| Exercise task A |
From the blog post, list every book the writer says they have read, tried, or are currently reading.
| Exercise task B |
Please decide whether each statement agrees with the blog post, answering yes or no and quoting the words that settle it. (i) The writer read all of Foundation closely. (ii) The writer got a free copy of Kitty and the Midnight Hour at the New York Comic Con. (iii) The first issue of The Black Coat: A Call to Arms can be read for free on ComicSpace.
| Exercise task C |
Resume the blog post about reading and comics, picking up right after its final sentence.

After finishing Asimov’s Foundation (quick review: decent, but got tiring with all the politics, so I only skimmed the last 50 pages; also, I found that I hate hate HATE “futuristic” character names), I’ve been having an especially hard time trying to find what to read next. I generally enjoy Vonnegut, so I gave Player Piano a shot, but was bored by page 5 (I don’t really enjoy his earlier, more over SF stuff, anyway, but thought I’d give it a shot since it was on my shelf). I got a free copy of Kitty and the Midnight Hour by Carrie Vaughn at the New York Comic Con, and was willing to give that a try - the idea of a werewolf DJ hosting an Art Bell-like show that was actually legit sounded cool - but it seemed to be a horror novel of the modern, "Anita Blake "variety (read: softcore for monster fans), so I vowed to duck out if there was werewolf sex before page 50. Needless to say, I didn't make it. I was disappointed, but at the same time, I kind of admired Vaughn's restraint... I was impressed she could hold off on the supernatural bootknocking for 26 whole pages.
As you can see by the sidebar, I'm currently giving The Areas of My Expertise by Daily Show correspondent and beleaguered anthropomorphic PC representation John Hodgman a try. It's just as funny as you'd expect, but since it's just a collection of short articles, lists, and charts, it's not the sort of thing you necessarily want to sit down and read for long periods of time, so it's not as satisfying as I'd prefer. It'd be perfect bathroom reading if not for the fact that the current bathroom book, Showcase Presents Green Lantern Vol. 1, is also perfect bathroom reading (say what you will about Silver Age DC, those folks knew how to pace a story just right for the rest room readers out there). So although I'm enjoying it, I can see it being shunted in the very near future, set aside for the time when I'm finally finished reading story after story where Hal Jordan gets knocked out cold by yellow lamps.
While writer's block is a very frustrating thing indeed, I almost think I mind reader's block even more. So I put it to you, blog-reading public: what's good?
You know what else is excellent? Free comics. You can read the first issue of Ape Entertainment's The Black Coat: A Call to Arms for free over on ComicSpace. There are preview pages available for the rest of the series, as well as the upcoming sequel, "...Or Give Me Death." I'll be checking this out myself later today, since the concept sounds very cool: a Revolutionary War-era Batman/Shadow type fighting British troops and monsters. I hear good things (of course, all you have to say is "monsters" and I'm there, but still).
In even cooler news, Rich Johnson is saying 2008 will pretty much be the year of Captain Marvel, with a cartoon, toys, a big push for the collected Jeff Smith book, and the whole works. He's giving it a green light, and he tends to be pretty accurate at that level, so this is cool news indeed. Fanboy glee happy dancing line forms to the right.

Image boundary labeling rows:

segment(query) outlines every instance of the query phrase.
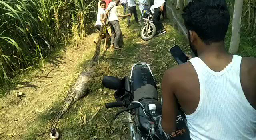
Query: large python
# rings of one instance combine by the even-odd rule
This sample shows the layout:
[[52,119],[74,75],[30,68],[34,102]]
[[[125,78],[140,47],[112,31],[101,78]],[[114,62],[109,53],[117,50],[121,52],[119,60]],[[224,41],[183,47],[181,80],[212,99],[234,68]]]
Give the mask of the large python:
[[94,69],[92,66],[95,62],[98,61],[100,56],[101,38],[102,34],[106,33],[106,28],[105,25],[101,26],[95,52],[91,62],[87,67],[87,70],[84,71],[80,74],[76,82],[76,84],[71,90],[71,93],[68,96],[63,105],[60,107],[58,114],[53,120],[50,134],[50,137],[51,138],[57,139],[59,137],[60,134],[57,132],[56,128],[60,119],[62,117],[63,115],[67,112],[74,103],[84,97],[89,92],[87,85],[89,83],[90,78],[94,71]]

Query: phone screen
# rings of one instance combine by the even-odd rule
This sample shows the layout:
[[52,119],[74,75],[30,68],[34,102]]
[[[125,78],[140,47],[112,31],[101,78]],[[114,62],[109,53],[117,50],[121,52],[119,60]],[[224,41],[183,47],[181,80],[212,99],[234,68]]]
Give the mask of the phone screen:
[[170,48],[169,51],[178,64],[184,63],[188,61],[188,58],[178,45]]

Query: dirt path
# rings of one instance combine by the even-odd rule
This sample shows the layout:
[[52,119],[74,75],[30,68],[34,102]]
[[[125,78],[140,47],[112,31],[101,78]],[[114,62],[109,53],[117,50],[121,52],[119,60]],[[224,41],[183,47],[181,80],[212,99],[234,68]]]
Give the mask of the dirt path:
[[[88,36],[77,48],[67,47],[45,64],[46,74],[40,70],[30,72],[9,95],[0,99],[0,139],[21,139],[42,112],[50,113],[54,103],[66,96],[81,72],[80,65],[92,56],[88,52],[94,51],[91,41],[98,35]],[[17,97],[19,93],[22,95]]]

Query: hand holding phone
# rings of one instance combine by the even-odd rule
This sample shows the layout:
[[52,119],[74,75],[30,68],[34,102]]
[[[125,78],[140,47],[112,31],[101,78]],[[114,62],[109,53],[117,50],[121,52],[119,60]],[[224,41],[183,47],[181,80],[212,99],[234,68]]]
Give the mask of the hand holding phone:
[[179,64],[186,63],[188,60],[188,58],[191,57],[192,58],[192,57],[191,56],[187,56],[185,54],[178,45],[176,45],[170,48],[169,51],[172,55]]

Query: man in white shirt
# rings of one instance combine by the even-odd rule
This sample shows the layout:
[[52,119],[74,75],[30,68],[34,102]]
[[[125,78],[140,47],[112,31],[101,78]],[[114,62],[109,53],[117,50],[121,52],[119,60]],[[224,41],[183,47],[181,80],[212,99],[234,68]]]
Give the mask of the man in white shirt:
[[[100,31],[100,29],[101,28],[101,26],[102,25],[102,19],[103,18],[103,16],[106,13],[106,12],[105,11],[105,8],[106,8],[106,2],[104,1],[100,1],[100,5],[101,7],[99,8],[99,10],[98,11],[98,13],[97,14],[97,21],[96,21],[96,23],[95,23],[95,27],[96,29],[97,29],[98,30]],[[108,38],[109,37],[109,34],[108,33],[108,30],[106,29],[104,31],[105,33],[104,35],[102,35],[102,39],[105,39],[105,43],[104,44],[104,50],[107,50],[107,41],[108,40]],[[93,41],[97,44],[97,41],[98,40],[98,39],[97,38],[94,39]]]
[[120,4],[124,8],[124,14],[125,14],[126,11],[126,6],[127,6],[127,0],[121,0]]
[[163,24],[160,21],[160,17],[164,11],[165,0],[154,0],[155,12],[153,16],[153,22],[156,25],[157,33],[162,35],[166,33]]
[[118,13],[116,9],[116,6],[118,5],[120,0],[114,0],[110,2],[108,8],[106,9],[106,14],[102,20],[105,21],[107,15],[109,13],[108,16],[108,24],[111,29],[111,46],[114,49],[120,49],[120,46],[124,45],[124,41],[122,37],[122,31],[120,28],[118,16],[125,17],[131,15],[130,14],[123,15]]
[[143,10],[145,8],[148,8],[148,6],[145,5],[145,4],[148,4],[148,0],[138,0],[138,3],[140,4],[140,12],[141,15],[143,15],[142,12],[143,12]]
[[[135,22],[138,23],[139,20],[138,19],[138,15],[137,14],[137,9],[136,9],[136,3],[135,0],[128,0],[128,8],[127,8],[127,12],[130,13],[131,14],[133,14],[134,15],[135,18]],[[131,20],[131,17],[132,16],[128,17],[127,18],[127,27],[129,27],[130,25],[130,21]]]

---

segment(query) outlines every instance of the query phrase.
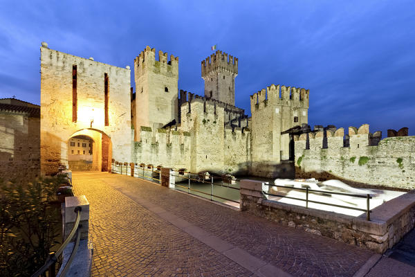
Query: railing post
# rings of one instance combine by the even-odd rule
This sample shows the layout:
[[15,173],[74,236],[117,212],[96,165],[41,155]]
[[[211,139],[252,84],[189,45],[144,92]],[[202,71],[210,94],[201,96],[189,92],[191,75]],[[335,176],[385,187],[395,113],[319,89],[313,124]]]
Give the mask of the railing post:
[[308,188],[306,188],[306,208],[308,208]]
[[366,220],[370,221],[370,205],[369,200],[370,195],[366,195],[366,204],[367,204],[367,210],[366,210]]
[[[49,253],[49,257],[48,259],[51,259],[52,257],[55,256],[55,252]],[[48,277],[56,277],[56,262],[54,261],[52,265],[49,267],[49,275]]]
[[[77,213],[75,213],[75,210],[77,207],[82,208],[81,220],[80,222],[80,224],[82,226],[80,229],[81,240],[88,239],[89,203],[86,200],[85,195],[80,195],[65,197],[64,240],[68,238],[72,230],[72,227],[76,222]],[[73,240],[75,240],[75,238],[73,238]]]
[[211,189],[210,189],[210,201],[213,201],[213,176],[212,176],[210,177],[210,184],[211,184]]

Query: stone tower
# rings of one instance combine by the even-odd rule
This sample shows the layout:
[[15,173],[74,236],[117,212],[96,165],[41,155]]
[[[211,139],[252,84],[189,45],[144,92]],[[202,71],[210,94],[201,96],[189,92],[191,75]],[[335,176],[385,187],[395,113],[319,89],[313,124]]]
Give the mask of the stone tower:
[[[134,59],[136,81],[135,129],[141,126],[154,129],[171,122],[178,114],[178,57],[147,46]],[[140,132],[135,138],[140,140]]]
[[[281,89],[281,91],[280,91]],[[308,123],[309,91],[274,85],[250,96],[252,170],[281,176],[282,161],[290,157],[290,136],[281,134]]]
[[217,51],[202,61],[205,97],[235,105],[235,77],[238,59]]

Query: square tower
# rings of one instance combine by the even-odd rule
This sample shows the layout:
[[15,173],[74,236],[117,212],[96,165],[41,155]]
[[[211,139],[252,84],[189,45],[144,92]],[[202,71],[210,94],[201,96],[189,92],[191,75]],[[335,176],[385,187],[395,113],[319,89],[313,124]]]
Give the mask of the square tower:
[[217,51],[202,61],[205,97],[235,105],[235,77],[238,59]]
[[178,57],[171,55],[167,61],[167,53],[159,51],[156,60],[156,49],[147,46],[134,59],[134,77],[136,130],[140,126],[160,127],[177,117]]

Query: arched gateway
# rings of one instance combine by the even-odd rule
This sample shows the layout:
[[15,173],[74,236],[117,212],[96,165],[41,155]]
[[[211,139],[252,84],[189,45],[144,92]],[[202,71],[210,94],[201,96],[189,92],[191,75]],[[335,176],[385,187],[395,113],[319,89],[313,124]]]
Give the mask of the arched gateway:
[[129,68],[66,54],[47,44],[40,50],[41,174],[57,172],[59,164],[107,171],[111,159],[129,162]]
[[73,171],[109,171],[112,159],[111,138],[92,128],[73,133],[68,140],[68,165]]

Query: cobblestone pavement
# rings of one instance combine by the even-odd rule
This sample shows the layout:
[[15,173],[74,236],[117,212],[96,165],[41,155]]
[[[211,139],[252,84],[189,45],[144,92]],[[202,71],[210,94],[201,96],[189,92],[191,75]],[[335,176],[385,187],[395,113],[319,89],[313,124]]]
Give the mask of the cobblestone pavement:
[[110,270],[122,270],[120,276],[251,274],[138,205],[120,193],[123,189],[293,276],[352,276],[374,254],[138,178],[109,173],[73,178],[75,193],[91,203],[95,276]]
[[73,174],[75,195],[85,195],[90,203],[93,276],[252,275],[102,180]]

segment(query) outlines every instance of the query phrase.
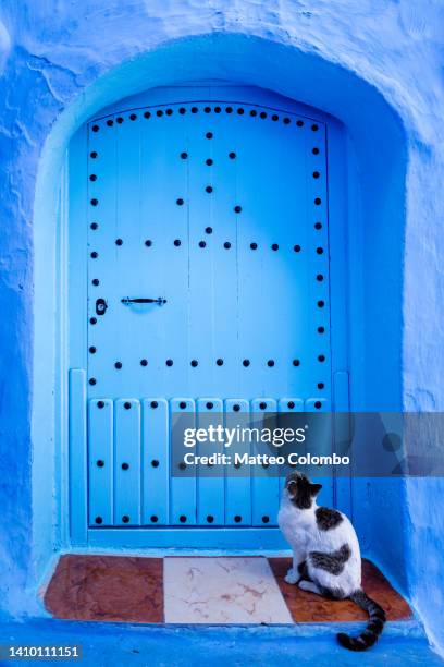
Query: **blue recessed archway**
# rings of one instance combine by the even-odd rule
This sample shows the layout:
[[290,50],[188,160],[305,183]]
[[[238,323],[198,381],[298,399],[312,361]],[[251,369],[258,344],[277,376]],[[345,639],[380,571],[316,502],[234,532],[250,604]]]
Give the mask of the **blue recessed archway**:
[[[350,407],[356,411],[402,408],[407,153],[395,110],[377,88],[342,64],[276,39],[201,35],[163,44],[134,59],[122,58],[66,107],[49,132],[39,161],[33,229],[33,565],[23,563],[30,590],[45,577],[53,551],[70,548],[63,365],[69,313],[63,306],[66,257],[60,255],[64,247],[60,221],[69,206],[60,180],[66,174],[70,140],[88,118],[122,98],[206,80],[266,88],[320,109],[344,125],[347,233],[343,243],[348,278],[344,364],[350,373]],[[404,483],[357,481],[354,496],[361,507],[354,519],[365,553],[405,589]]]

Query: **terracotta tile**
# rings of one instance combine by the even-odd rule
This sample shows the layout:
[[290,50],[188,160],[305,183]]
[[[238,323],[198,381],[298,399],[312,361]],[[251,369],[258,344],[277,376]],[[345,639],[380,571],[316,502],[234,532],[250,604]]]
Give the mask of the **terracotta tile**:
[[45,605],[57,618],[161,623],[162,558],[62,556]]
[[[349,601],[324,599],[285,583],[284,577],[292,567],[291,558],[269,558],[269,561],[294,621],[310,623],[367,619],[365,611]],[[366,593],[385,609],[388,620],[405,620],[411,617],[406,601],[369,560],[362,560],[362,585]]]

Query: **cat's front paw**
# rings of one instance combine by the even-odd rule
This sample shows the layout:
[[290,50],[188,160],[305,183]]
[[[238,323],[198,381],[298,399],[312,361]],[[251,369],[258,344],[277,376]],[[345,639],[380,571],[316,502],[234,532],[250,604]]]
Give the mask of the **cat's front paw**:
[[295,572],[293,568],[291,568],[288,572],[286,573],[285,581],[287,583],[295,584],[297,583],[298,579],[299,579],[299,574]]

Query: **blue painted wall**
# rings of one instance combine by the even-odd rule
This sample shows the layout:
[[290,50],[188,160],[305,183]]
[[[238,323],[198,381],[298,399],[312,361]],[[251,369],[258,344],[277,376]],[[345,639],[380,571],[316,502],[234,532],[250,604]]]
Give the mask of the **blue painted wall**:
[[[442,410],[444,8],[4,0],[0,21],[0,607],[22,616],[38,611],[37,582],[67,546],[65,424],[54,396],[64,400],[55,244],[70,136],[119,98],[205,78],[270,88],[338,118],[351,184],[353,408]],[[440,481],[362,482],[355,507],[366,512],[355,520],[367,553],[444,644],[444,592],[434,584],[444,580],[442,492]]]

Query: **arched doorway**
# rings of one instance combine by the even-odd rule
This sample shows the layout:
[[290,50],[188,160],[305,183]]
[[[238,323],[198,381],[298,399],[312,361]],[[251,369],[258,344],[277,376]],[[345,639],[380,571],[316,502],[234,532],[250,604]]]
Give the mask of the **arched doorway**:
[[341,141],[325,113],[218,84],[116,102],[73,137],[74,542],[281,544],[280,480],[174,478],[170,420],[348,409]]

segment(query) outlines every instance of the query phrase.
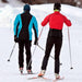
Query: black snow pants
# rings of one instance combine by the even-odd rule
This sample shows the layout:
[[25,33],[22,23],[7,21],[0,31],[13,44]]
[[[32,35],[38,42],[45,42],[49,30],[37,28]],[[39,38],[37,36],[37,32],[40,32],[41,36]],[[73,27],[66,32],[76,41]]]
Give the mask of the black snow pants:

| Task response A |
Foundation
Player Piano
Kitty and the Midnight Hour
The Areas of My Expertise
Showcase Presents Green Lantern Vol. 1

| Task response B |
(i) No: "so I only skimmed the last 50 pages"
(ii) Yes: "I got a free copy of Kitty and the Midnight Hour by Carrie Vaughn at the New York Comic Con"
(iii) Yes: "You can read the first issue of Ape Entertainment's The Black Coat: A Call to Arms for free over on ComicSpace"

| Task response C |
1. Name a movie that you have seen more than 10 times.
Well, I’ve probably seen The Muppet Movie more than 10 times in the last month, but that’s because Liam is sort of obsessed with it. But beyond that, I’d guess the original Star Wars trilogy (and probably Empire the most of those), maybe Monty Python and the Holy Grail, Wizard of Oz, Willy Wonka and the Chocolate Factory, Office Space, The Princess Bride, Run Lola Run… you know, there’s probably quite a few.
2. Name a movie that you've seen multiple times in the theater.
Run Lola Run, X-Men 2, the original Star Wars trilogy if you count the Special Editions, Batman Returns for some reason, Shakespeare in Love because
3. Name an actor that would make you more inclined to see a movie.
Rachel Weisz and Kate Winslet, but that’s more because I’m actually inclined to be staring at them the whole time (they’s right pretty). Honestly, though, I don’t know if there’s an actor or actress whose name will guarantee I’ll see the movie.
4. Name an actor that would make you less likely to see a movie.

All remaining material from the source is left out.